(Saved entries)
-- Start --

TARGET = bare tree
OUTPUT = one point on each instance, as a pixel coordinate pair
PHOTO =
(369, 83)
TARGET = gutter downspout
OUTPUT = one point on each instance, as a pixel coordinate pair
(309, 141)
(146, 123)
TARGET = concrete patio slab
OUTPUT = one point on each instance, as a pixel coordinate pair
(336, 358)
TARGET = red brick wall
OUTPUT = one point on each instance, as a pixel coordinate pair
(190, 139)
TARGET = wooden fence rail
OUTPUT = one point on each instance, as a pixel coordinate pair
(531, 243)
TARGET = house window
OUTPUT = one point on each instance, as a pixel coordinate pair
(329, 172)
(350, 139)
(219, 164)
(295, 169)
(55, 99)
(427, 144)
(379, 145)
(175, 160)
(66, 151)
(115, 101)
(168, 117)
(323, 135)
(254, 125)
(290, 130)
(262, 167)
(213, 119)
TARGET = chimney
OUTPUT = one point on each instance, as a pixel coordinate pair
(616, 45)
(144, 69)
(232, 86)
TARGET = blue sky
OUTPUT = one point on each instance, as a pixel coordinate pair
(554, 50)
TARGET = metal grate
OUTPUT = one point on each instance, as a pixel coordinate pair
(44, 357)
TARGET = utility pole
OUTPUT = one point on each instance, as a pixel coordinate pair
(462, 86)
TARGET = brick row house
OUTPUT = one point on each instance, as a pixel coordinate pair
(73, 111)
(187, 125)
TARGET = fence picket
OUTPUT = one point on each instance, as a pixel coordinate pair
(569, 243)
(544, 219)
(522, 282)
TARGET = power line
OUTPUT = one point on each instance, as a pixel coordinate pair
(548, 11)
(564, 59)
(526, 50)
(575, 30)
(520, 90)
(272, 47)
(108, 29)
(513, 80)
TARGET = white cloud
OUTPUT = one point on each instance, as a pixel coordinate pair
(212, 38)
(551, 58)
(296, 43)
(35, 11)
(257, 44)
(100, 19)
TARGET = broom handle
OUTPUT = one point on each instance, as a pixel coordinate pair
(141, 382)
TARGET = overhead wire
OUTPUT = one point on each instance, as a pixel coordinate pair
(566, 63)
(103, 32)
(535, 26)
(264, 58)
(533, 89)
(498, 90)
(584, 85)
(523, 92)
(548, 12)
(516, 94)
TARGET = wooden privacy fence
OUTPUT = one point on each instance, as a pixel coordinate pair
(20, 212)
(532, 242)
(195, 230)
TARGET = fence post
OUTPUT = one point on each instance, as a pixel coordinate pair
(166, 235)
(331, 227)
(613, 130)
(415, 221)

-- End --

Problem details
Copy out every line of the entries above with no changes.

Solution to this task
TARGET = bare tree
OUTPUT = one point on each instance, as a pixel coordinate pair
PHOTO =
(369, 83)
TARGET = gutter downspout
OUTPUT = one point on each instance, as a pixel coordinate pair
(309, 141)
(146, 123)
TARGET = concrete patio slab
OUTPUT = one point on each instance, as a pixel coordinate pair
(336, 358)
TARGET = red brick wall
OUTPUT = one point on each instance, as a pixel coordinate pair
(190, 139)
TARGET = wooden fence rail
OUTPUT = one point on each instance, as a pixel coordinate pair
(531, 243)
TARGET = house window
OUTPUT = one point on each instance, as a pixel coordinate pair
(329, 172)
(350, 139)
(219, 164)
(295, 169)
(55, 99)
(427, 144)
(379, 145)
(175, 160)
(66, 151)
(115, 101)
(168, 117)
(323, 135)
(254, 125)
(290, 130)
(262, 167)
(213, 119)
TARGET = chimney
OUTPUT = one point on each instance, as a pixel coordinate pair
(616, 45)
(144, 69)
(232, 86)
TARGET = blue sky
OUTPUT = one point on each instance, as a pixel coordinate pair
(554, 50)
TARGET = metal grate
OUTPUT = one point on each instance, as a pixel coordinate pair
(44, 357)
TARGET = utility pole
OUTPUT = one point on each instance, as a pixel coordinate pair
(462, 86)
TARGET = brick row house
OUTPUT = one point on each instance, as a pixel coordinate pair
(73, 111)
(187, 125)
TARGET = fence picket
OUTPUT = one point on each instance, as a pixel coordinate pair
(569, 243)
(544, 219)
(522, 282)
TARGET = power line
OUTPUT = one point on each instance, as a pixel coordinate pair
(548, 11)
(564, 59)
(526, 50)
(575, 30)
(520, 90)
(272, 47)
(108, 29)
(513, 80)
TARGET = white cloud
OUTPUT = one point on each instance, as a pixel coordinate pair
(212, 38)
(551, 58)
(296, 43)
(35, 11)
(257, 44)
(100, 19)
TARGET = broom handle
OUTPUT = one point on each instance, as a pixel coordinate pair
(141, 382)
TARGET = overhead wire
OUTPUT = one point on each instance, as a pixel coordinate pair
(566, 63)
(103, 32)
(535, 26)
(264, 58)
(533, 89)
(498, 90)
(584, 85)
(523, 92)
(548, 12)
(516, 94)
TARGET = wooden privacy fence
OUTPUT = one point on each instance, as a pixel coordinate pair
(20, 212)
(532, 242)
(195, 230)
TARGET = fence post
OUTPUT = one point on each instance, as a pixel coordinate pair
(166, 235)
(331, 227)
(613, 130)
(415, 221)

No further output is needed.